### EXCERPT TO READ
Wednesday, September 4, 2013

Consent Issues, the Musical (Dollhouse)

Looking back on it, this certainly seems like it’s been the summer of consent issues. From Robin Thicke’s horrifying “Blurred Lines” to a bunch of really horrifying rape case verdicts, including one that tried to invalidate the concept of statutory rape – let’s just say it’s not been fun.

So, in light of all of this, I think today might be a good day to look at a show that could be retitled Consent Issues, the Musical. Well, it could if it were a musical. Which I am genuinely surprised they never shoehorned in. It’s totally the kind of thing this show could get away with.

Anyway, as promised on Monday, we’re talking about Dollhouse, the short-lived Joss Whedon sci-fi head-scratcher that asked a lot of important questions about consent, personhood, and Eliza Dushku’s acting ability. Unfortunately, the only one we really got a conclusive answer on was that last one.

### MATERIAL SHOWN

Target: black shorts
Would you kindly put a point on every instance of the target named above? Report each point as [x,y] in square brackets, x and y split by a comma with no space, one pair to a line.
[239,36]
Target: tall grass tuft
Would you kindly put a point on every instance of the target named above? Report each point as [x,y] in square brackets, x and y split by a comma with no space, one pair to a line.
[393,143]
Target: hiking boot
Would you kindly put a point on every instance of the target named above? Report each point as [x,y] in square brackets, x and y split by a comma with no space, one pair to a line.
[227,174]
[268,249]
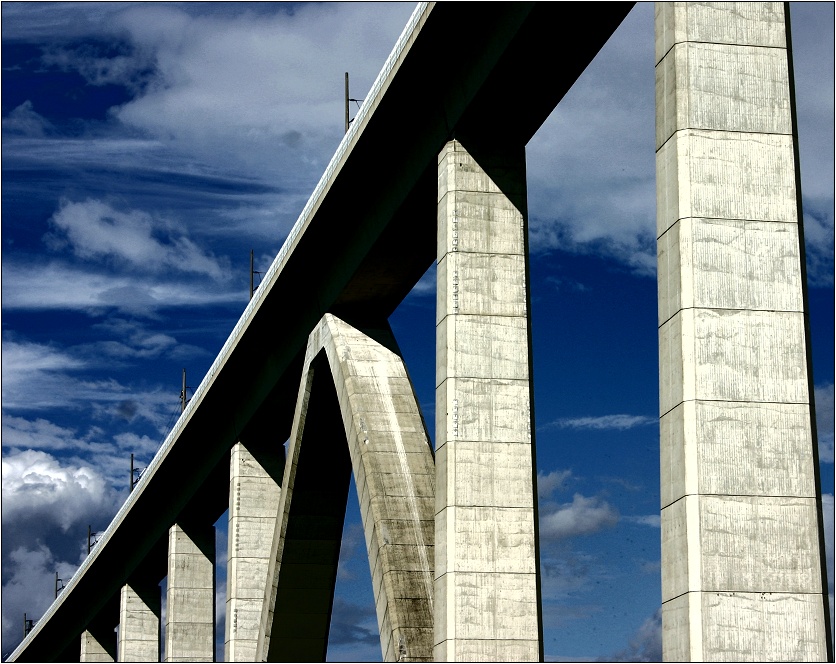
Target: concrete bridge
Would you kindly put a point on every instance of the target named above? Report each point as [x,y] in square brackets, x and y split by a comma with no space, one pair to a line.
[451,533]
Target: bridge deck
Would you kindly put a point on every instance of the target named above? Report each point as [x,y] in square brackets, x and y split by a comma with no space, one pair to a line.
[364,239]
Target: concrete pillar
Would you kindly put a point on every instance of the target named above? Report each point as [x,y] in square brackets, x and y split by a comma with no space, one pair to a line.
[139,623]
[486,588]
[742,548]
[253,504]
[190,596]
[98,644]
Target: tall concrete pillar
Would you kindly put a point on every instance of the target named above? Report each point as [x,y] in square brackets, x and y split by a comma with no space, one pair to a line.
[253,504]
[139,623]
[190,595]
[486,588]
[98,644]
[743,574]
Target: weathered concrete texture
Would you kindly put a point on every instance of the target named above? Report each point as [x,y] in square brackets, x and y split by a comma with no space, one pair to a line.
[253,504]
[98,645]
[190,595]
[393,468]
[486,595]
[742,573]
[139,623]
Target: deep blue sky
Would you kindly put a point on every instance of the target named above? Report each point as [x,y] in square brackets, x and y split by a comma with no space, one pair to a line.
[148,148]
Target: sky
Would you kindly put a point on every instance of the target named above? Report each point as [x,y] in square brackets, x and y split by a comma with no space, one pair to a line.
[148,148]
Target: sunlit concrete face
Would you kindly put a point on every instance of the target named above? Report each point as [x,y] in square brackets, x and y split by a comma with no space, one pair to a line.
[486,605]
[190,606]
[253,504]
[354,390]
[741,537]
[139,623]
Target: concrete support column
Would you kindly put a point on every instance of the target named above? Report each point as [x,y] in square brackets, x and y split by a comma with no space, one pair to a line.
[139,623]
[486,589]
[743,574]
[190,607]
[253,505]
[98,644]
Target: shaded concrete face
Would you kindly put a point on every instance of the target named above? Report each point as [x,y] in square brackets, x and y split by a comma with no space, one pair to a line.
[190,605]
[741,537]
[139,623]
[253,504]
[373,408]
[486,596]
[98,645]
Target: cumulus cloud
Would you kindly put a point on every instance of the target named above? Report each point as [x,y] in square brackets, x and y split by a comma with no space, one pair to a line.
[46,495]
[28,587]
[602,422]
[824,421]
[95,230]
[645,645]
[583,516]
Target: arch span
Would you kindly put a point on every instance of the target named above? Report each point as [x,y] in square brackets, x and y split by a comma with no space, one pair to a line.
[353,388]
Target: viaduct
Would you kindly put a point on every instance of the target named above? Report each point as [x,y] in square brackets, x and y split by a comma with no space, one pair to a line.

### REQUIREMENTS
**1)** Using the Dollhouse post, answer each question:
(a) Whose song does the writer call horrifying, and what is it called?
(b) What new title does the writer suggest for the show?
(c) Who created Dollhouse?
**2)** Turn the paragraph of the Dollhouse post that begins "Anyway, as promised on Monday" into a short bulleted list that keeps its main facts.

### RESULTS OF THE TASKS
**1)**
(a) Robin Thicke's "Blurred Lines"
(b) Consent Issues, the Musical
(c) Joss Whedon

**2)**
- As promised on Monday, the topic is Dollhouse.
- Dollhouse was a short-lived Joss Whedon science fiction show.
- It raised questions about consent, personhood, and Eliza Dushku's acting ability.
- Only the question about her acting ability got a conclusive answer.